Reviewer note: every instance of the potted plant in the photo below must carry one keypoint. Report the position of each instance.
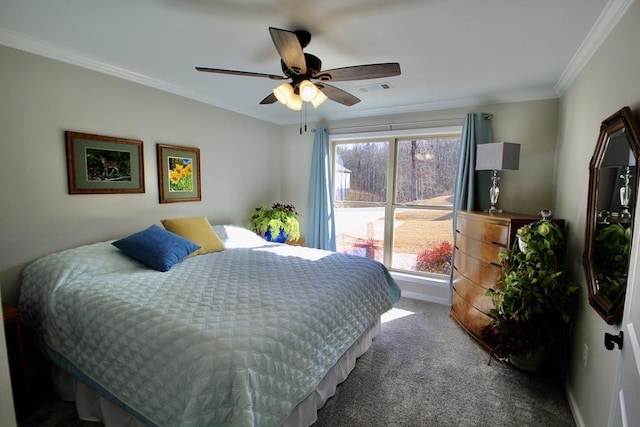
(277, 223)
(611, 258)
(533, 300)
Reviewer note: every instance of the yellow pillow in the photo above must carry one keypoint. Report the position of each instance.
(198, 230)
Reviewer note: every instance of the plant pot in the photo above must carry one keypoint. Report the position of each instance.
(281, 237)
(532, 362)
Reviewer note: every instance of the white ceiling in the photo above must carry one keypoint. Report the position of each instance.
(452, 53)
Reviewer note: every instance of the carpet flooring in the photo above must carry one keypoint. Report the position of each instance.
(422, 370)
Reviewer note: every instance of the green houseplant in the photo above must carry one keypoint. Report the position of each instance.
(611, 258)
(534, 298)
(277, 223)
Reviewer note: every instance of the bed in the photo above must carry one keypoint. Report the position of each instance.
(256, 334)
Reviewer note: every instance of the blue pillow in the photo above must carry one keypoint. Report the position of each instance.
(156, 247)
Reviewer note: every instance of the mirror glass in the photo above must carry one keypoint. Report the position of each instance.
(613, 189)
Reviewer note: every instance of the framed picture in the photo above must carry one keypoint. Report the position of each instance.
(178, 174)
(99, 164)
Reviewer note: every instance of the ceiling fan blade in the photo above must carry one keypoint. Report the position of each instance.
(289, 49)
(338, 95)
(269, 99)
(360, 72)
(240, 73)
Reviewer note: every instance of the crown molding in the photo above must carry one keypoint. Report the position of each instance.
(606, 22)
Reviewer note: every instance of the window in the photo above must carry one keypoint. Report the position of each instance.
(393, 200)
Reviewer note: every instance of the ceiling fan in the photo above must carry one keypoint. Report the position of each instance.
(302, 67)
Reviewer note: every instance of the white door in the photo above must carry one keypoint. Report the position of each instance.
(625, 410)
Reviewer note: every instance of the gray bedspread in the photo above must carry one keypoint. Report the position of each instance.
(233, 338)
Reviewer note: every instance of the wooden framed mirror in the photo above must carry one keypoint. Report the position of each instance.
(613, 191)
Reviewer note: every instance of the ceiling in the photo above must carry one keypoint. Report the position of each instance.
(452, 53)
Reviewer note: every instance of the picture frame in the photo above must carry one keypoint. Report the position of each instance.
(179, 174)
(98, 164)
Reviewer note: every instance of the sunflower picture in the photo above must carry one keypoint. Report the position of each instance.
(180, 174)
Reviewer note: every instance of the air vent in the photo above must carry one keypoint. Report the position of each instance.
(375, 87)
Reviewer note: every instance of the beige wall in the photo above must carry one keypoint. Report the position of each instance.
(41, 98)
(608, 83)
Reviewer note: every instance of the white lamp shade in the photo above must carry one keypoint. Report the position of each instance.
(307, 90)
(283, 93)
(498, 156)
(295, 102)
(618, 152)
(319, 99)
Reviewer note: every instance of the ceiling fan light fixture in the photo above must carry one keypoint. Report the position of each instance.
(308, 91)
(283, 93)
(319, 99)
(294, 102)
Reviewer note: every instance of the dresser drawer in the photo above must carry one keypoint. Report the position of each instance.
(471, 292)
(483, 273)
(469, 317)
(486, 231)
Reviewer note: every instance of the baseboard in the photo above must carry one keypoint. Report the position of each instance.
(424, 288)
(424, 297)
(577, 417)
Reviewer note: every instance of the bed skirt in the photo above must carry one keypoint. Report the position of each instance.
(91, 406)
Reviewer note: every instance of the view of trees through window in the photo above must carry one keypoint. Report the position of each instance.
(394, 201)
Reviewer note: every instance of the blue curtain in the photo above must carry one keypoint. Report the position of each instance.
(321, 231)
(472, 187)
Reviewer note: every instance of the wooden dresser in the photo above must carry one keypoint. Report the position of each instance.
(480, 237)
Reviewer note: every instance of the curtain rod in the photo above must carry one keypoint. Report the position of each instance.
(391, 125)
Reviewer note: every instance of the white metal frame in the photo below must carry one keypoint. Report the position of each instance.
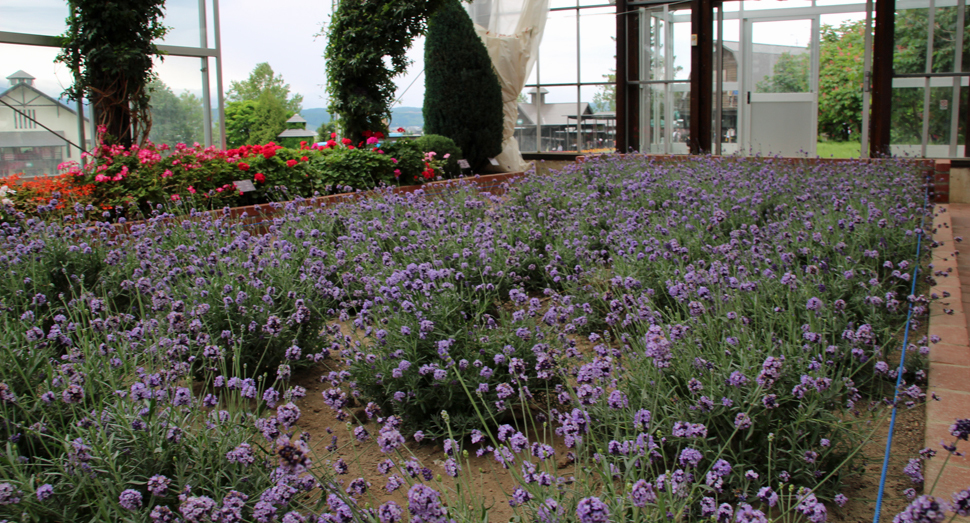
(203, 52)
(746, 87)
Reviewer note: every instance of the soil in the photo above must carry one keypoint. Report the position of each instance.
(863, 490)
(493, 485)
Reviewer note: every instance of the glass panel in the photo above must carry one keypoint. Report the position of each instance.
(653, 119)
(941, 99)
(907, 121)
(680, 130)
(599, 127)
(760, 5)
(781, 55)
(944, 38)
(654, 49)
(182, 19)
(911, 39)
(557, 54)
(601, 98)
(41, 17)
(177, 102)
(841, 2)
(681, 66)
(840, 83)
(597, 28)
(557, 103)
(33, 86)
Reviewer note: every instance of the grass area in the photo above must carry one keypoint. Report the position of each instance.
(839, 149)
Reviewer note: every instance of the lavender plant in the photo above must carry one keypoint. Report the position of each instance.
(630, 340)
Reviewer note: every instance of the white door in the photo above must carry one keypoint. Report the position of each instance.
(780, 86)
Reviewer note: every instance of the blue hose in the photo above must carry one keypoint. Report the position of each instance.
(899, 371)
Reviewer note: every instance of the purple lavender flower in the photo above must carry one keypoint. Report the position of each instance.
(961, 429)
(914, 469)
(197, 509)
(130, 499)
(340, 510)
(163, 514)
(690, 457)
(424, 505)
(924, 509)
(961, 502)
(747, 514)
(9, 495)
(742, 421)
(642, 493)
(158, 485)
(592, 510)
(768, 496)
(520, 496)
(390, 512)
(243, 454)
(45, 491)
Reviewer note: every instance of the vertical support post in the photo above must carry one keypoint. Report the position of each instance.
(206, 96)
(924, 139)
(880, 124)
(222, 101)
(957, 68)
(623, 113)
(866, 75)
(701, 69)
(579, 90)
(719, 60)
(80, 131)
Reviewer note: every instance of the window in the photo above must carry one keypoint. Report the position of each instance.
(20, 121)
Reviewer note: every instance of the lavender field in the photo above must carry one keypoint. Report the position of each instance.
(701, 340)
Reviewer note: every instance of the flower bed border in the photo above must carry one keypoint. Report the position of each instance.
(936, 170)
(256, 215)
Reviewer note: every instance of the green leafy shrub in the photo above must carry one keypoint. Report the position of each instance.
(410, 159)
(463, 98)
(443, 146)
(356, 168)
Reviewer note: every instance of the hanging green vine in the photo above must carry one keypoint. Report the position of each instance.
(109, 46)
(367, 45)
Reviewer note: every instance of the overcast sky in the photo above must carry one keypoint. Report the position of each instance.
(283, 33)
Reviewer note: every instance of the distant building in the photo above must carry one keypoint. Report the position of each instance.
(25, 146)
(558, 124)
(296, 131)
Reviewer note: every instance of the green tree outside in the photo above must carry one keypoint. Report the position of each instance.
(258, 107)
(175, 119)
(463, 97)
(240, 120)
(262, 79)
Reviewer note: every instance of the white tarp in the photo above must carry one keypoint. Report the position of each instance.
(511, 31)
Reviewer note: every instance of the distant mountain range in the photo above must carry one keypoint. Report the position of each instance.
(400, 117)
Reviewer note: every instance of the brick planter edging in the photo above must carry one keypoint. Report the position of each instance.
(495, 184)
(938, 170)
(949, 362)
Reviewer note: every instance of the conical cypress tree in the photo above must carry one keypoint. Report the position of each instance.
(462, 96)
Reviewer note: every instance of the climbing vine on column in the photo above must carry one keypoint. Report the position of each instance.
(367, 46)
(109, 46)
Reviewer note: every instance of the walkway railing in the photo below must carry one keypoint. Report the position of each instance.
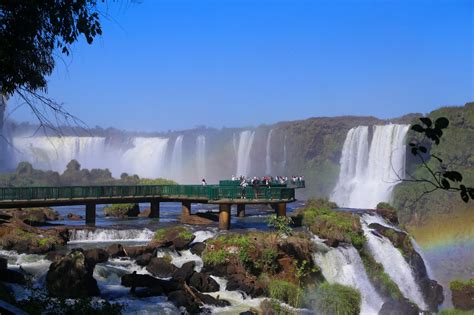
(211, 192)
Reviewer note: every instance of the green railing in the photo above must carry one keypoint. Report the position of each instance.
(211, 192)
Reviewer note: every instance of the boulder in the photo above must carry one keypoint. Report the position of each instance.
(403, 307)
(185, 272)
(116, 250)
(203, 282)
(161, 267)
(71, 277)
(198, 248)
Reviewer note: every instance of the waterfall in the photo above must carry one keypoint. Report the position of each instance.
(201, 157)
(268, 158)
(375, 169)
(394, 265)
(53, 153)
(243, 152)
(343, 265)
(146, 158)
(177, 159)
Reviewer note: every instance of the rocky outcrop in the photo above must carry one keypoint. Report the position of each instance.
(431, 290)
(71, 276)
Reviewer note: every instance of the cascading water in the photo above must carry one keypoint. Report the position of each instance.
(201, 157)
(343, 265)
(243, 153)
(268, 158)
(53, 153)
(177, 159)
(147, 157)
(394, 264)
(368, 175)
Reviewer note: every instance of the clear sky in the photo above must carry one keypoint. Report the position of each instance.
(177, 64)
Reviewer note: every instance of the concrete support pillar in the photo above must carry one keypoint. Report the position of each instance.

Work to be completed: Starting from the line containing "Reviewer note: every instance of the rocky", repeat each line through the end of the entries, exactly.

Final result:
Reviewer note: every instance of the rocky outcrop in the photo above must carry one keypoint. Report the position of each instance.
(431, 290)
(71, 276)
Reviewer note: every instance of the cascading water in the photo above must carry one keypoint. Report the position of each instance.
(201, 157)
(343, 265)
(243, 153)
(268, 158)
(53, 153)
(177, 159)
(147, 157)
(394, 264)
(368, 175)
Reviewer note: every instance of the clear sky in the photo above must carry one keypoint. Report the position of each instance.
(177, 64)
Reviewer note: every instance of the concrete support pillar in the photo above must carry one keypoint. Report the position of each instance.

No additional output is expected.